*Exercise directions*
Give the data below again exactly as written, without its pictures.

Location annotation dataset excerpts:
>> START

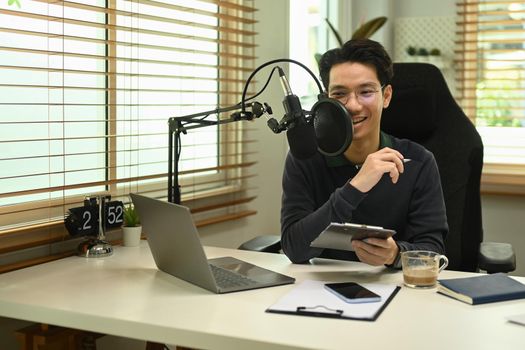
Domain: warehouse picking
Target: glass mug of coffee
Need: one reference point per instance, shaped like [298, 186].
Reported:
[421, 268]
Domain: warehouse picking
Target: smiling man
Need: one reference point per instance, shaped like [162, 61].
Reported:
[379, 180]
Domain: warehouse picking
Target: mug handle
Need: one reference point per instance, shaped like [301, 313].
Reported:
[445, 262]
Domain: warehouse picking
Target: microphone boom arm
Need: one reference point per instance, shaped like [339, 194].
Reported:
[182, 124]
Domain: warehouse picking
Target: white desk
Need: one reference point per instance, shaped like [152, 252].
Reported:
[125, 295]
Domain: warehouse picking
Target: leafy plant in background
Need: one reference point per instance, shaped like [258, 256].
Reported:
[364, 31]
[494, 107]
[11, 2]
[421, 51]
[131, 216]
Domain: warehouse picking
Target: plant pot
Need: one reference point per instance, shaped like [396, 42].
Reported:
[131, 236]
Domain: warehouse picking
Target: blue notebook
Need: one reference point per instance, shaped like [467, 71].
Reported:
[482, 289]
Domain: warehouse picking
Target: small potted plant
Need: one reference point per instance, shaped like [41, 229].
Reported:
[131, 229]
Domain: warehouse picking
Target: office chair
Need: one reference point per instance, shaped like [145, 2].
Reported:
[423, 110]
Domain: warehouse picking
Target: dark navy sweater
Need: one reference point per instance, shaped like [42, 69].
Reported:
[316, 192]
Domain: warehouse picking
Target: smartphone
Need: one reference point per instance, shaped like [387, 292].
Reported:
[352, 292]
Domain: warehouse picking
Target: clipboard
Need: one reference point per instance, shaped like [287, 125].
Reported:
[340, 235]
[310, 298]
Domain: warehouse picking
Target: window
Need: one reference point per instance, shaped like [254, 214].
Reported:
[86, 90]
[309, 35]
[491, 68]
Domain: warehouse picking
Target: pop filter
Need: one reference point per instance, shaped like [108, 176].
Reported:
[333, 126]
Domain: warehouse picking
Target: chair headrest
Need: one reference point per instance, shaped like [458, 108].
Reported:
[413, 110]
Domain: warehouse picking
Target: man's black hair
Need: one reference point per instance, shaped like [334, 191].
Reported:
[364, 51]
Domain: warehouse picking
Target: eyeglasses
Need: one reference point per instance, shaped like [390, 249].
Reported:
[364, 95]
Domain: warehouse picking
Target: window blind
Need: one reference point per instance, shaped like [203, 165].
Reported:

>> END

*Output for this exercise*
Domain: warehouse picking
Target: glass mug of coffee
Need: one reference point per instance, shaped like [298, 186].
Reported:
[421, 268]
Domain: warehouse picking
Target: smiling man
Need: one reference point per instance, shaped like [162, 61].
Reported:
[379, 180]
Domain: warehouse picking
Target: mug handle
Need: one reference point per instance, shaped like [301, 313].
Reported:
[445, 262]
Domain: warehouse picking
Target: microphone boom arm
Need: one reference point per instance, shaped like [339, 194].
Reported:
[182, 124]
Domain: warehouse picking
Target: white desk
Need: one reference point per instance, shaped like [152, 252].
Reported:
[125, 295]
Domain: warehouse picking
Target: leafy plant in background
Need: one reference point per instance, shaped like [258, 256].
Reported:
[364, 31]
[494, 107]
[11, 2]
[421, 51]
[131, 216]
Domain: warehouse picking
Target: plant pot
Need: one reference point per instance, shaped like [396, 42].
Reported:
[131, 236]
Domain: warehouse picking
Target: blue notebook
Need: one reference point per instance, shaped like [467, 71].
Reported:
[482, 289]
Domain: warehouse picking
Target: small potted plant
Need: one reference point per instance, shaped like [41, 229].
Reported:
[131, 229]
Domain: warehouse picking
Target: office chair
Need: one reference point per instance, shaped like [145, 2].
Reported:
[423, 110]
Domain: warehouse picking
Target: dark navy sweater
Need: one reference point per instance, shaped like [42, 69].
Reported:
[316, 192]
Domain: warehouse picking
Target: smartphone
Need: one reference point per instance, shaped like [387, 292].
Reported:
[352, 292]
Domain: warehouse picking
Target: clipboard
Need: one reference point per instance, shaped like [287, 125].
Reported:
[340, 235]
[310, 298]
Domain: warehouse picking
Target: window
Need: one reference point per instance, shaped like [254, 214].
Reported:
[86, 90]
[309, 35]
[491, 68]
Domain: warehouse picking
Target: pop filter
Need: one reference point per instance, shaped like [108, 176].
Reported:
[333, 126]
Domain: warehouse picking
Target: chair headrest
Need: one reference point per instance, shaped like [458, 108].
Reported:
[413, 110]
Domain: warehouse picking
Target: man's black hair
Need: one reference point per instance, shaped like [334, 191].
Reported:
[364, 51]
Domain: warehouse picking
Target: eyeglasses
Need: one reference point per instance, shaped like [390, 249].
Reported:
[364, 95]
Domain: warehouse picking
Target: window blind
Need: one reference point per instance, shaped like [203, 165].
Reported:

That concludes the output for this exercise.